■ Text section ■
Help us to see the promise signs you give us each and every day of our lives. Transform us that we may become signs of your hope and love for one another this advent season.
A time of Sacred Conversation will be held for all to participate in at 2:00pm at Squamish United Church. Come with your questions and stories of faith.
Wednesday, December 1, 2010
I thought I would share a day with you that was a turning point in spiritual practice for me. This is a quote from a clergy "spiritual practice' blog that I am involved in.
I am finally getting to the post I wanted to give yesterday. And that is a piece of the story. I know I won't shock most of you when I explain my day started with prep for an important meeting at 6am and ended with book study at 9pm. All day I was thinking oh no I have to do a spiritual practice. Oh no I have to blog...oh no I am going to fail at this already. And then I remembered the sermon I preached just a couple days before.

■ What this exercise asks ■
1. In the advent blog text, where will the time of Sacred Conversation be held?
2. List every clock time mentioned in the advent blog text.
3. Carry on the blog post about spiritual practice from the point where it stops.

■ Stored data ■

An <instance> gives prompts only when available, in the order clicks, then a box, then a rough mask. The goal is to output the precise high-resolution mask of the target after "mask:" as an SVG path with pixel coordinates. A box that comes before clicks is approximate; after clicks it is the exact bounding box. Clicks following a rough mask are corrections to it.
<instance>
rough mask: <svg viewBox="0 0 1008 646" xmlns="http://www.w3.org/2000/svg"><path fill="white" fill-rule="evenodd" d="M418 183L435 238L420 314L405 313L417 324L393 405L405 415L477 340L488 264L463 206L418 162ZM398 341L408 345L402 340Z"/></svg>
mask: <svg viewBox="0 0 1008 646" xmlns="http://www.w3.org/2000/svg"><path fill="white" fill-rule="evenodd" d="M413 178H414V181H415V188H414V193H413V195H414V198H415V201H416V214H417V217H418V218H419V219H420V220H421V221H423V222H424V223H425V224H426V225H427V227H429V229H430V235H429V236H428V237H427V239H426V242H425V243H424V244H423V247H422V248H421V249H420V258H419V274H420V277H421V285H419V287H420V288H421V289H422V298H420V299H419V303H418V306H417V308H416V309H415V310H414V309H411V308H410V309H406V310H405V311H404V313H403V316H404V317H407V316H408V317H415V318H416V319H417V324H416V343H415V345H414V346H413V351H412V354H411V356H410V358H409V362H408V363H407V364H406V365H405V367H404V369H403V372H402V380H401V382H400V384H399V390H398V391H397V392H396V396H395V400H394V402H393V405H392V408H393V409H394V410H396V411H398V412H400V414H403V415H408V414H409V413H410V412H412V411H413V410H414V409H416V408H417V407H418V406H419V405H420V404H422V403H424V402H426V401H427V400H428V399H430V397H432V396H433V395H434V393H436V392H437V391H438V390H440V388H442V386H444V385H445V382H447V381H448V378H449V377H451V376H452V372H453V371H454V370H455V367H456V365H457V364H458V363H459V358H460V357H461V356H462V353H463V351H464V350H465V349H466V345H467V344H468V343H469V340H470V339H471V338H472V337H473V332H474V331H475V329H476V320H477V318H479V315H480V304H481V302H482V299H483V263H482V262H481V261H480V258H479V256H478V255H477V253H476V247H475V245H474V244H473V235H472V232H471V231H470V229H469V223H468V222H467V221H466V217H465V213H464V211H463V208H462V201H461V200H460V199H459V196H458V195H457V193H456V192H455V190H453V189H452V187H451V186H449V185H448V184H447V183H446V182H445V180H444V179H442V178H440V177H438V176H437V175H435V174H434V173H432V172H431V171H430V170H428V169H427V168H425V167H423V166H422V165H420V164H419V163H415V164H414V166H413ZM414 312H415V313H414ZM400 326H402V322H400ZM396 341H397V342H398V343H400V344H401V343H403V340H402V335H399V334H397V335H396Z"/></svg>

■ Responses to the tasks ■
1. At Squamish United Church, at 2:00pm.

2. 2:00pm, 6am, 9pm

3.
I spoke on reverence and gratitude (it was thanksgiving after all). I found a beautiful reflection by Joyce Rupp which included a quote from Merton and so I preached "We experience deep gratitude as we take notice of that which is beyond us. With Merton on this thanksgiving day “I am going to put aside my ‘when it happens’ and my ‘if only this could be’ and my ‘when things get better’ and my ‘as soon as I have this.’ I am going to harvest what I now have, gather all the many gifts that are already mine. I am going to observe what has been placed in the granary of my heart and marvel at the abundance. I will stand before this heap of blessings and take a long, grateful look. I will say farewell to my ‘when’ and be thankful for what is."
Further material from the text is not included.